====== 읽을 글
3.5 D’Agostino’s K^2 Test

디아고스티노 검정
각 샘플안의 관측치는 독립 동일 분포를 따른다 (independetn and identically distributed - iid)
\(H_0\): 귀무가설은 정규분포를 따른다
\(H_1\): 대립가설은 정규분포를 따르지 않는다

from scipy.stats import normaltest

uniform = np.random.random(size=100) * 3.5 + 120
normal = np.random.normal(loc=120, scale=1, size=100)

stat1, p1 = normaltest(uniform)
stat2, p2 = normaltest(normal)

print(f'uniform data | 통계치: {stat1:.2f} | p-value:{p1:.5f} | 정규분포?: {p1 > 0.05}')
print(f'normal data  | 통계치: {stat2:.2f} | p-value:{p2:.5f} | 정규분포?: {p2 > 0.05}')

uniform data | 통계치: 29.70 | p-value:0.00000 | 정규분포?: False
normal data  | 통계치: 1.85 | p-value:0.39570 | 정규분포?: True

3.6 Anderson-Darling Test

각 샘플안의 관측치는 독립 동일 분포를 따른다 (independetn and identically distributed - iid)
\(H_0\): 귀무가설은 정규분포를 따른다
\(H_1\): 대립가설은 정규분포를 따르지 않는다

from scipy.stats import anderson

uniform = np.random.random(size=100) * 3.5 + 120
normal = np.random.normal(loc=120, scale=1, size=100)

r1 = anderson(uniform)
r2 = anderson(normal)

print(f'[r1] statistic:{r1.statistic:5.2f} | significance_level: {r1.significance_level}')
print(f'[r2] statistic:{r2.statistic:5.2f} | significance_level: {r2.significance_level}')

[r1] statistic: 1.46 | significance_level: [15.  10.   5.   2.5  1. ]
[r2] statistic: 0.74 | significance_level: [15.  10.   5.   2.5  1. ]

4. T-Test

모집단의 표준편차 \(\sigma\) 를 모를때 사용. (표준오차 \(\frac{s}{\sqrt{n}}\) 를 대신 사용)
2개의 집단에 대한 평균의 차이를 검정한다 (3개 이상인 경우 ANOVA 검정을 한다)
종속 변수는 continuous variable이어야 한다.
관측치는 모두 독립적이어야 한다
outlier 제거 필수

4.1 One-Sample T-Test

단일표본 T 검정
표본이 하나일 때, 모집단의 평균과 표본집단의 평균 사이에 차이가 있는지 검정한다
(사실 여기서 모집단은 어떤 값과 비교한다고 생각해도 된다 - ex. 전년도 판매 평균가와 금년도 판매 평균가)
\(H_0: u_0 = u_1\) : 귀무가설은 두 그룹의 평균의 차이는 없다
\(H_1\) : 대립가설은 one-tail 이냐 또는 two-tail 이냐에 따라서 달라집니다.
============
====== 추출 항목
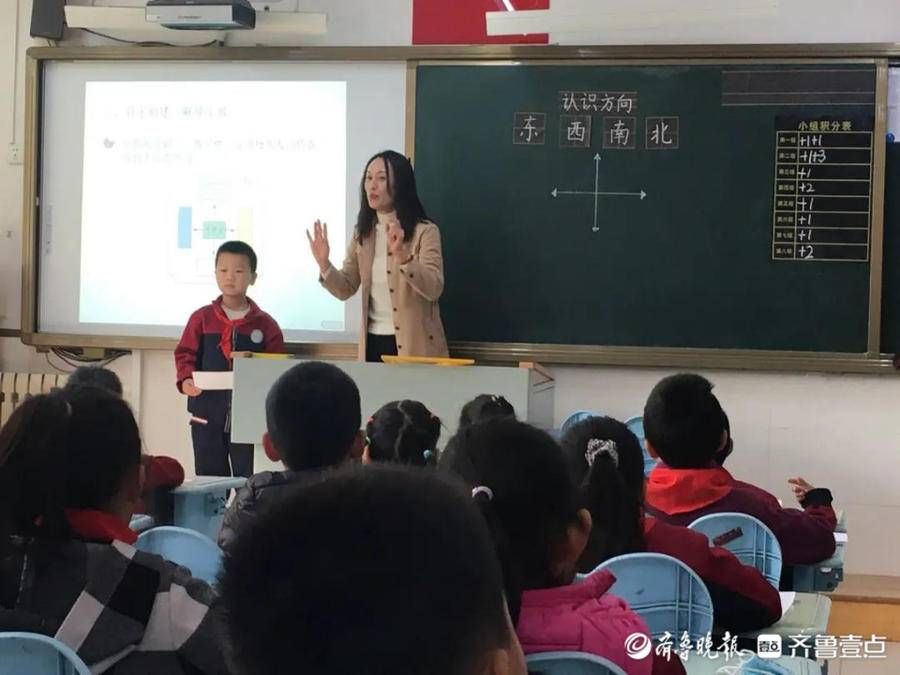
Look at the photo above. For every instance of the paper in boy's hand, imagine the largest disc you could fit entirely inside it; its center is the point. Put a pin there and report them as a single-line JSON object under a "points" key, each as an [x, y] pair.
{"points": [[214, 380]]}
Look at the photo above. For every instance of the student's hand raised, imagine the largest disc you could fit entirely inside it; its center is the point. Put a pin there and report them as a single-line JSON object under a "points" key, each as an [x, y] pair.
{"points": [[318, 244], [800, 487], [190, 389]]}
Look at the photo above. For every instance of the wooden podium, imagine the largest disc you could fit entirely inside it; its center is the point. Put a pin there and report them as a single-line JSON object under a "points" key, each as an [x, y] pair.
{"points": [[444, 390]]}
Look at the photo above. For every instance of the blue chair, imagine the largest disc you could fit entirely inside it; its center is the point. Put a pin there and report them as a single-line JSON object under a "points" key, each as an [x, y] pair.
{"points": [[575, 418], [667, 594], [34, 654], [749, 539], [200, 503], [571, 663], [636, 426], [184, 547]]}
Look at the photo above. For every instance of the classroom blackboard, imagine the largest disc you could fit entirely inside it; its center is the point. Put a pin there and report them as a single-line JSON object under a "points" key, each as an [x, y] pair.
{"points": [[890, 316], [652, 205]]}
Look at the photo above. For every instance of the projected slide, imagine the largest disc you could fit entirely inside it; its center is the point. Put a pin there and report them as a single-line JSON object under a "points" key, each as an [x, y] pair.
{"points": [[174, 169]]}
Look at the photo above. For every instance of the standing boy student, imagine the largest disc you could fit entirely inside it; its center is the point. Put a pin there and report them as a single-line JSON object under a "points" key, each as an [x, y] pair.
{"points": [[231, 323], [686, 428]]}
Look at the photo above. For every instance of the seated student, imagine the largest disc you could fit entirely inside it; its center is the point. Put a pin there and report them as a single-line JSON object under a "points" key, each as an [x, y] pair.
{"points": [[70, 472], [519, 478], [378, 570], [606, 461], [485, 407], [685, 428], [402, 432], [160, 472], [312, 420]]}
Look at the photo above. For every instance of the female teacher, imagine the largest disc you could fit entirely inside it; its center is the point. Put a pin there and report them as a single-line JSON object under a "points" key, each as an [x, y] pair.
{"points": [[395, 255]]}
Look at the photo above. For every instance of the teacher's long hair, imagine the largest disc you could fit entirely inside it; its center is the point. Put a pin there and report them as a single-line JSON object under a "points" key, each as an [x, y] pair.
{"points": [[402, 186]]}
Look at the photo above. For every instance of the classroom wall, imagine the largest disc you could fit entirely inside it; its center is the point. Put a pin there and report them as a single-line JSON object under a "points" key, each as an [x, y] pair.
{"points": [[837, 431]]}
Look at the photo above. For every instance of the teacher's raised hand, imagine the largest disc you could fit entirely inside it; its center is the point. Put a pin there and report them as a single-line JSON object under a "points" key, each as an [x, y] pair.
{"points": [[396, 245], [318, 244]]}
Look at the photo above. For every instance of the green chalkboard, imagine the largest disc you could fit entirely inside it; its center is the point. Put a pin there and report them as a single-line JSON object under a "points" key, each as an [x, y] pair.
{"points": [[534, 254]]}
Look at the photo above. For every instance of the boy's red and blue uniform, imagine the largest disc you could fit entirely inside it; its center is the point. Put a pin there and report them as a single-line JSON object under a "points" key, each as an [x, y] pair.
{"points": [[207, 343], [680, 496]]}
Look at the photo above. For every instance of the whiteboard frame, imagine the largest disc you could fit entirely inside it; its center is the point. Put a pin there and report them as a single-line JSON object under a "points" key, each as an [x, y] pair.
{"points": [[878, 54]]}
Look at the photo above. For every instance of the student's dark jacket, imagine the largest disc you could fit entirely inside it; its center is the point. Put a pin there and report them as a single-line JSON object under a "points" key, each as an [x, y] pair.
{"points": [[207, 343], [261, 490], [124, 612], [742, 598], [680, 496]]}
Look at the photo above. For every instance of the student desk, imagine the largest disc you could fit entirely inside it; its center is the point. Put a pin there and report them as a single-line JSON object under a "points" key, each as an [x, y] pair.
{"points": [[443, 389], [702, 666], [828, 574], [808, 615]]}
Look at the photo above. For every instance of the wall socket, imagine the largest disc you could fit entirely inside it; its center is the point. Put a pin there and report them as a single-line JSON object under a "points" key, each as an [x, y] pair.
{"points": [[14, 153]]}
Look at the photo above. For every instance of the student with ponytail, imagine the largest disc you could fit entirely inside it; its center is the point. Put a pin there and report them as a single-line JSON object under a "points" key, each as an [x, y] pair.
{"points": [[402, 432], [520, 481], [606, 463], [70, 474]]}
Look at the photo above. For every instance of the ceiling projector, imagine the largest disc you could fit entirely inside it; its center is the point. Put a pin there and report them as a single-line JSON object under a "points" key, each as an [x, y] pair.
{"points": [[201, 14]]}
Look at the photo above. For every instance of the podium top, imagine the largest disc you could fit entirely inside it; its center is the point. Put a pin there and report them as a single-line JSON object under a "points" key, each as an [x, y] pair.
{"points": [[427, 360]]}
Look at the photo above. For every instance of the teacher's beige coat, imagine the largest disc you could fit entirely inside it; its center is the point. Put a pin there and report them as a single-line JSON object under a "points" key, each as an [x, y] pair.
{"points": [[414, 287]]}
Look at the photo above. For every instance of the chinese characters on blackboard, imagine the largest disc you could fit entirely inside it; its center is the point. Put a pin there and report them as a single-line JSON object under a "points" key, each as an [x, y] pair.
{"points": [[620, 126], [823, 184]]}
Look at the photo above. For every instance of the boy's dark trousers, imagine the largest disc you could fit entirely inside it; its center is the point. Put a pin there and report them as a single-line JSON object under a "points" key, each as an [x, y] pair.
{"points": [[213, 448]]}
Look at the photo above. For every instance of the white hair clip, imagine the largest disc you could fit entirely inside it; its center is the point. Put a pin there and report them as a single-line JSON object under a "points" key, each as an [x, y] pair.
============
▶ 연습 문제:
**A)** 정규성 검정과 T 검정을 다룬 글에서 다음을 찾아 답하세요.
(i) 디아고스티노 검정 예시에서 normal data의 p-value는 얼마로 출력되었나요?
(ii) 평균을 비교할 집단이 3개 이상이면 어떤 검정을 한다고 하나요?
(iii) 단일표본 T 검정에서 모집단 대신 어떤 값과 비교하는 예를 드나요?
**B)** 정규성 검정과 T 검정을 다룬 글을 마지막 문장 다음부터 이어서 써 주겠어요?

▶ 정답:
**A)**
(i) 0.39570
(ii) ANOVA 검정
(iii) 전년도 판매 평균가와 금년도 판매 평균가의 비교

**B)**
- one-tail: \(H_1: u_0 > u_1\) 또는 \(H_1: u_0 < u_1\)
- two-tail: \(H_1: u_0 \ne u_1\)

공식은 아래와 같습니다.

\[t = \frac{\bar{x} - \mu}{\frac{s}{\sqrt{n}}}\]

degrees of freedom은 다음과 같습니다.

\[\text{df} = n-1\]

4.1.1 Scipy

scipy에서는 ttest_1samp 함수를 사용할 수 있습니다.
다만 ttest_1samp 함수는 two-tailed test입니다.
따라서 one-tailed test를 사용하기 위해서는 p-value값을 2로 나눠줘야 합니다.

scipy.stats.ttest_1samp
This is a two-sided test for the null hypothesis that the expected value (mean) of a sample of independent observations a is equal to the given population mean, popmean.

from scipy.stats import ttest_1samp
np.random.seed(2083)

# Population mean: 100
# 아래는 samples들
sample1 = np.random.normal(loc=98, scale=10, size=500)  # 모수보다 -2
sample2 = np.random.normal(loc=99, scale=10, size=500)  # 모수보다 -1 
sample3 = np.random.normal(loc=100, scale=10, size=500) # 비교되는 모수
sample4 = np.random.normal(loc=101, scale=10, size=500)  # 모수보다 +1
sample5 = np.random.normal(loc=102, scale=10, size=500)  # 모수보다 +2


# ttest_1samp 는 two-tailed t-test를 진행한다
# 나중에 pvalue/2 를 해줘서 -> one-tailed t-test로 만들어야 한다
t1 = ttest_1samp(sample1, 100)
t2 = ttest_1samp(sample2, 100)
t3 = ttest_1samp(sample3, 100)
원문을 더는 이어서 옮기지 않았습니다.